**INFORMATION**
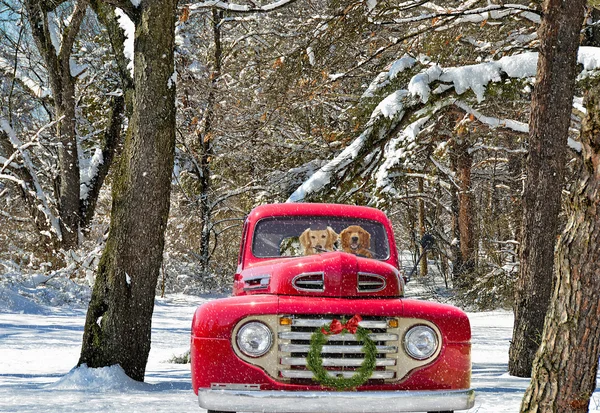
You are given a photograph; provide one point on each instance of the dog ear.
(331, 238)
(367, 238)
(344, 237)
(332, 234)
(304, 240)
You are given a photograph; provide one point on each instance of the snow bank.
(38, 293)
(104, 379)
(12, 302)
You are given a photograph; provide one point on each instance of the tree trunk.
(565, 367)
(205, 141)
(423, 251)
(68, 160)
(462, 161)
(62, 83)
(549, 123)
(118, 323)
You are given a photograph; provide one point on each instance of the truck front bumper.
(242, 400)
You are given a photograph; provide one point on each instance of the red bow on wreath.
(337, 327)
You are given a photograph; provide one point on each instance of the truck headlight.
(254, 339)
(420, 342)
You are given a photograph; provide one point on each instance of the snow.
(34, 86)
(88, 171)
(40, 344)
(129, 28)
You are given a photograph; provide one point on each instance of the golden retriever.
(356, 240)
(316, 241)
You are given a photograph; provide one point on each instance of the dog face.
(356, 240)
(315, 241)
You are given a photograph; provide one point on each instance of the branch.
(71, 31)
(238, 8)
(517, 8)
(51, 220)
(28, 84)
(112, 136)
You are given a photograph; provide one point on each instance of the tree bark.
(118, 323)
(462, 207)
(423, 251)
(549, 122)
(62, 83)
(565, 367)
(205, 141)
(112, 138)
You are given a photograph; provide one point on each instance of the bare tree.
(118, 323)
(565, 367)
(549, 123)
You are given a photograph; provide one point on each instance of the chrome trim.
(292, 335)
(264, 279)
(320, 322)
(334, 362)
(307, 374)
(308, 274)
(300, 348)
(275, 401)
(234, 386)
(381, 285)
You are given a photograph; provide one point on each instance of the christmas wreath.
(315, 362)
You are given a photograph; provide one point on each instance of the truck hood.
(331, 274)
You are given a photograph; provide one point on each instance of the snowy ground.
(40, 343)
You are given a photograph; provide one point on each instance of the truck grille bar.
(342, 355)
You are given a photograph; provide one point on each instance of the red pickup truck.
(318, 323)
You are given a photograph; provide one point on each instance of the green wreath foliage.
(315, 362)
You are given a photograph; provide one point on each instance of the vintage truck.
(328, 330)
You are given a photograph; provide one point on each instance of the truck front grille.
(342, 355)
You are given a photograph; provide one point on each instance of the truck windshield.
(298, 236)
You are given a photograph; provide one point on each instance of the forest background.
(418, 108)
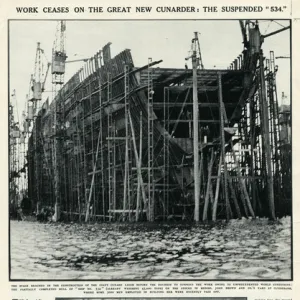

**WORK TO BE COMPLETED**
Only the text of the records belongs in the answer; reproduce it verbatim, with no pictures.

**WRITTEN SOLUTION**
You are given a photograph; provide one point on each instance of the dog ear.
(331, 238)
(367, 238)
(344, 237)
(332, 234)
(304, 240)
You are given a photograph; provide one point on each instance of the snow bank.
(38, 293)
(104, 379)
(12, 302)
You are given a photograph; provide one point on each instance of the tree trunk.
(565, 367)
(205, 141)
(423, 251)
(68, 160)
(462, 161)
(62, 83)
(549, 123)
(118, 323)
You are given a photograph; provide one point on each instance of the truck front bumper.
(242, 400)
You are given a photograph; provide one point on each instance of the red bow on wreath.
(337, 327)
You are given a photograph; provide one point on each instance of the truck headlight.
(254, 339)
(420, 342)
You are given a photograph; provide one point on each instance of the snow.
(34, 86)
(88, 171)
(40, 344)
(129, 28)
You are given a photograph; provide one point on each instance of the golden retriever.
(356, 240)
(316, 241)
You are given a photograph; provide one point on each instance of the dog face.
(356, 240)
(315, 241)
You are given a photograph; provide one point on each instance of the branch.
(71, 31)
(238, 8)
(517, 8)
(51, 220)
(28, 84)
(112, 136)
You are given a photograph; provide one point on each instance of the tree bark.
(118, 323)
(462, 207)
(423, 251)
(549, 122)
(62, 83)
(565, 367)
(205, 141)
(112, 138)
You are given a photograph; provide one point on each instance of the bare tree.
(118, 323)
(565, 367)
(549, 123)
You are given a photograph; provide one point on each instance of the chrome trim.
(292, 335)
(264, 279)
(320, 322)
(334, 362)
(307, 374)
(308, 274)
(300, 348)
(275, 401)
(234, 386)
(381, 285)
You are given a photograph; provide one point on each instance of the christmas wreath.
(315, 362)
You are given a photograph; provide one point on each instance of the truck hood.
(331, 274)
You are given a photograph; provide one point on each instance of the snowy ground.
(40, 343)
You are given a photograph; provide one point on each instance of the truck grille bar.
(342, 355)
You are given a photograph; provide one point on each instance of the red pickup truck.
(318, 323)
You are given a photograph; provide one point on each instance of the green wreath foliage.
(315, 362)
You are given a photograph; provide one point on each instance of the vintage truck.
(328, 330)
You are given a photograph; provide one point on each instance of the truck front grille.
(342, 355)
You are given a photograph; provide one point on each instance of the truck windshield.
(298, 236)
You are given a photograph; provide one point on each instance of the forest background.
(418, 108)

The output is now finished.